--- Start of Items ---

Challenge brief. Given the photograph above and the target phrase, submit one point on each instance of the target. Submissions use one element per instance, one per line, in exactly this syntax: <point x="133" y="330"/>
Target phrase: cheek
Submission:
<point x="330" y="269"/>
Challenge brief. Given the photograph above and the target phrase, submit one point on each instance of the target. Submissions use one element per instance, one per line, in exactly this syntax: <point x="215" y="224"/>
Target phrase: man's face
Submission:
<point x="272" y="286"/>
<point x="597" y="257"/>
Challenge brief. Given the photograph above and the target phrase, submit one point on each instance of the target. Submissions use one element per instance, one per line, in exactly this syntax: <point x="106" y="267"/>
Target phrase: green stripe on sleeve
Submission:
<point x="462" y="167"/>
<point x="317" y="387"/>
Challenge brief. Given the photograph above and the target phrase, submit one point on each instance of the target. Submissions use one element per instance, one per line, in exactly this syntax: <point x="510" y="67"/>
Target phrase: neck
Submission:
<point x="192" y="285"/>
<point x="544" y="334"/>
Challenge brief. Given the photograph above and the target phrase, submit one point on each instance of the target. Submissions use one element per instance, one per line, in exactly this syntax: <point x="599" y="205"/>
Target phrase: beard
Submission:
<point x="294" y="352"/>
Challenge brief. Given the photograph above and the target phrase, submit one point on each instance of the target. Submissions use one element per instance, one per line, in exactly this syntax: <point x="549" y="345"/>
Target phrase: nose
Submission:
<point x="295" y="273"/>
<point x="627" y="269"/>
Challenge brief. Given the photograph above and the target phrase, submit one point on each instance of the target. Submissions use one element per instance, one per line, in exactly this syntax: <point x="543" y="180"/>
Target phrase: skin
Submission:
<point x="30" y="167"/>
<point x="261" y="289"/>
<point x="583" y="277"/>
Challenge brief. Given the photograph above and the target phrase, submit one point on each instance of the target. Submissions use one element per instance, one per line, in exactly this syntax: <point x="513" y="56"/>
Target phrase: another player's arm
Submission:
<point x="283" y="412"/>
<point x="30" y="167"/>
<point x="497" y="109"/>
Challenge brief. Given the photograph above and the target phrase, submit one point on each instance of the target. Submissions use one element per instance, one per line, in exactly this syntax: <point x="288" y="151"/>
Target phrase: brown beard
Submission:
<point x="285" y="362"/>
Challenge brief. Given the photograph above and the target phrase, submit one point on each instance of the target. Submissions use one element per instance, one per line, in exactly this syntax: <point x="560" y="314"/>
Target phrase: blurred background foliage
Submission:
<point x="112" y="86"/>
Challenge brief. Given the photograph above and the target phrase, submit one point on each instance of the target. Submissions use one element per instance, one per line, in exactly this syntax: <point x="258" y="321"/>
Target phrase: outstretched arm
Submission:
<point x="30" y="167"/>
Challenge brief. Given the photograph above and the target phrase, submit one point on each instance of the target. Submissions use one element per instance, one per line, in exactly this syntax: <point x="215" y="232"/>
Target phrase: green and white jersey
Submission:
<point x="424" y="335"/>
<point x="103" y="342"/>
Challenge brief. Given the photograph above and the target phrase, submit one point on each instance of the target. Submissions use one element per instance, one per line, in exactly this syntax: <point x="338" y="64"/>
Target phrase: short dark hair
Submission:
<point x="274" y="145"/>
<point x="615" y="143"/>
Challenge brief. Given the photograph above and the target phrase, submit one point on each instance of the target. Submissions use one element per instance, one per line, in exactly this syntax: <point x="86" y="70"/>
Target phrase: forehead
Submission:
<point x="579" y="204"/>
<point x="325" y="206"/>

--- End of Items ---

▸ **Work required**: Write the material out exactly, with nothing left out.

▸ **Written reply**:
Challenge brief. Given the photograph above and the target phrase, submit one point on each instance of the target. Submissions use one element per instance, one per line, in exactly this syntax: <point x="133" y="330"/>
Target phrase: cheek
Submission:
<point x="330" y="269"/>
Challenge brief. Given the photograph above and the target phrase, submit one point on each instance of the target. Submissions use one element per instance, one per line, in exactly this syntax: <point x="215" y="224"/>
Target phrase: man's face
Submission:
<point x="272" y="286"/>
<point x="597" y="257"/>
Challenge brief. Given the photograph above and the target phrase, submit one point on each instance of the target. Submissions use one element per instance, one per line, in exactly this syntax: <point x="106" y="267"/>
Target phrase: green stripe on sleeve
Submission:
<point x="462" y="167"/>
<point x="317" y="387"/>
Challenge brief. Given the photograph above and the target phrase, submit one point on each instance of the target. Submissions use one element per instance, one per line, in exactly this syntax: <point x="510" y="67"/>
Target phrase: neck
Submission:
<point x="192" y="285"/>
<point x="544" y="334"/>
Challenge brief. Given the photograph above and the target phrase, submit one point on each instance of the target. Submissions use one element per instance, one per line, in exactly this syntax: <point x="599" y="205"/>
Target phrase: beard
Submission:
<point x="294" y="352"/>
Challenge brief. Given the photograph above and the target phrase, submit one point on each instance of the target. Submissions use one element per instance, one per line, in exactly this syntax: <point x="549" y="345"/>
Target phrase: nose
Submission:
<point x="295" y="273"/>
<point x="627" y="269"/>
Challenge brief. Given the photograph above and the target phrase, submit one point on each instance of the target. Submissions use one element per instance, one per line, in exactly this syntax: <point x="543" y="180"/>
Target phrase: skin
Submission:
<point x="30" y="167"/>
<point x="261" y="289"/>
<point x="583" y="277"/>
Challenge brief. Given the photograph above and the target phrase, submit one point on each instance of the target. Submissions use one element per instance, one per line, in exactly this syntax: <point x="513" y="56"/>
Target phrase: another player's arm
Submission:
<point x="283" y="412"/>
<point x="30" y="167"/>
<point x="497" y="109"/>
Challenge brief. Given the photograph above and the target phrase, submit one point on each instance of the target. Submissions use one element per instance, one per line, in exactly this syntax: <point x="288" y="151"/>
Target phrase: brown beard
Submission:
<point x="285" y="362"/>
Challenge brief. Given the photograph above and the target phrase, submit one point on each instance of the target. Submissions use one element per instance, one per line, in exactly this syntax: <point x="560" y="314"/>
Target phrase: blurred background foliage
Submission:
<point x="112" y="86"/>
Challenge brief. Given the photograph above and the target phrase, submit one point on each instance of the target. Submissions use one element per instance, one per line, in exactly this syntax: <point x="258" y="321"/>
Target phrase: outstretched arm
Submission:
<point x="30" y="167"/>
Challenge brief. Given the photograph above and the target phrase, submit one point on each instance of the target. Submissions use one element per instance, one per line, in exactly this syntax: <point x="215" y="232"/>
Target phrase: green and white jersey
Submission:
<point x="424" y="335"/>
<point x="103" y="342"/>
Challenge brief. Given the photograph above and the target phrase, submit one point on each instance of the target. Submissions use one element per instance, one per line, in exactly this syntax: <point x="338" y="64"/>
Target phrase: short dark hair
Submission:
<point x="274" y="145"/>
<point x="615" y="143"/>
Challenge brief. Given the photograph above and the target phrase, submit one point on each instance of the target. Submissions use one element per instance, one per line, in exactly this syntax: <point x="86" y="70"/>
Target phrase: forehead
Submission:
<point x="579" y="204"/>
<point x="325" y="206"/>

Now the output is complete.